However, infringement procedures that result in court referrals and fines are rare. “Procedures that can result in fines are those (...) where a Member State has failed to transpose a directive in time or (...) where a Member State has failed to comply with a previous court ruling. The latter is more important, since those are usually the cases involving intense conflict,” explains Hoffman. According to the EU infringement database list, only ten infringement procedures related to water policy have resulted in the countries having to pay penalties. “While building up a wastewater station might be a technical matter, the nitrate pollution carries a greater political weight,” notes Hoffman.
Moreover, infringement procedures are usually long and cumbersome, and preliminary injunctions aren’t possible. “You cannot stop the pollution happening before the infringement procedure reaches its full course.”
For instance, back in 2018, the European Commission sent a formal notice to Italy for having failed to designate Nitrate Vulnerable Zones, monitor its waters, and take additional measures in a number of regions of concern regarding nitrate pollution. In 2020, the EC sent Italy an additional formal notice. But the matter still hasn’t been resolved.
In recent years, the number of infringement procedures filed by the EC has dropped. While the Commission singles out improved state compliance as being one of the reasons for this, this theory has been debunked.
“But if an NGO or an individual wants to solve a concrete local problem, they would be better off filing a lawsuit with their national court, as the process should be quicker. Also because there is a political element as to how the infringement procedures are perceived: the state can always say that the decision comes from Luxembourg, that they are dictating them what to do,” says Hoffman.
EU reinforcement gets laxer
About five years ago, Daniel Kelemen, Professor of Political Science and Law at Rutgers University, started noticing reports about the decline in the number of infringement procedures. With his colleague, Tommaso Pavone, Assistant Professor of Law and Politics at the University of Arizona, he analysed the data on infringement procedures in the EU, and talked to a number of civil servants working at the European Commission.

• **Source data**:

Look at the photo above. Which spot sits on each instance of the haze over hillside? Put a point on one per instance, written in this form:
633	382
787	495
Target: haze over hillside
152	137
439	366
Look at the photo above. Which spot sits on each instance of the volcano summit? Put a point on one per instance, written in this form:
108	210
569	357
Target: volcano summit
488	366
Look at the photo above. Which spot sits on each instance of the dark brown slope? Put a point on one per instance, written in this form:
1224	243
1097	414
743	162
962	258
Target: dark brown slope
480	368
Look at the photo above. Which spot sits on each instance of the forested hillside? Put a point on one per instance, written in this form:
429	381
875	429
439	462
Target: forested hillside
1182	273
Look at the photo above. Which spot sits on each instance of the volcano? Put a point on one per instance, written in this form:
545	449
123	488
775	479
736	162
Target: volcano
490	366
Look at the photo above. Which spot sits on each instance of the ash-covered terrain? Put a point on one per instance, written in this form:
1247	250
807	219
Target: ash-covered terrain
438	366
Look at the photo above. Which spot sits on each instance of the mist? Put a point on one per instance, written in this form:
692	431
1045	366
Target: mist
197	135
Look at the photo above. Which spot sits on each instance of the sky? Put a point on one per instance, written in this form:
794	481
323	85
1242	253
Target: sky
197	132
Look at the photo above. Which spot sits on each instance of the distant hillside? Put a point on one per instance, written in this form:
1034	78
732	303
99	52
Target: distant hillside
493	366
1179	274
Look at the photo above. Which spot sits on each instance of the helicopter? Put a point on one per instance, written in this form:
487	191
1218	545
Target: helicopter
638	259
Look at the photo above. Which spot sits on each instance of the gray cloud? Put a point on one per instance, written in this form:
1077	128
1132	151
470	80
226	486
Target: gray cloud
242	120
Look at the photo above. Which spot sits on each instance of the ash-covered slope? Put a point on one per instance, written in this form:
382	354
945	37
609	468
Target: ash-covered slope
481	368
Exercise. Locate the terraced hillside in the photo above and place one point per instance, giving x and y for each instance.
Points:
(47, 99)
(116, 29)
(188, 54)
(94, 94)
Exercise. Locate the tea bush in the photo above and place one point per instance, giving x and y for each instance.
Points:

• **What you will do**:
1. According to the passage on EU infringement procedures, how many infringement procedures related to water policy have led to countries paying penalties?
2. Extend the passage on EU infringement procedures, picking up after its last sentence.
These entries come from a different source than the text.

• **Written responses**:
1. Ten.

2.
Their analysis showed a steep decline in the number of procedures: between 2004 and 2018, the number of infringement cases opened by the Commission dropped by 67% and the number of cases referred to the Court dropped by 87% across all policy areas and all countries. Today, the Commission only refers two or three cases per country per year to the European Court, which is the lowest rate since 1970.
According to Kelemen and Pavone, the drop isn’t due to better compliance, but rather can be explained by forbearance, “a political choice not to enforce the law”.
Against a backdrop of increased Euroscepticism in the mid-2000s, the (Barroso) Commission decided to prioritise political dialogue with Member States over infringement procedures. Nowadays, civil servants might be deterred from putting together an infringement procedure case, since they are aware there might not be any results. “One cannot have a political Commission in the morning, and a technocratic Commission in the afternoon,” says Kelemen. “The Commission is [a] body that needs support from the Member States to enact [its] policies, and it is also the body supposed to reinforce those policies. There is a friction between those roles,” he points out.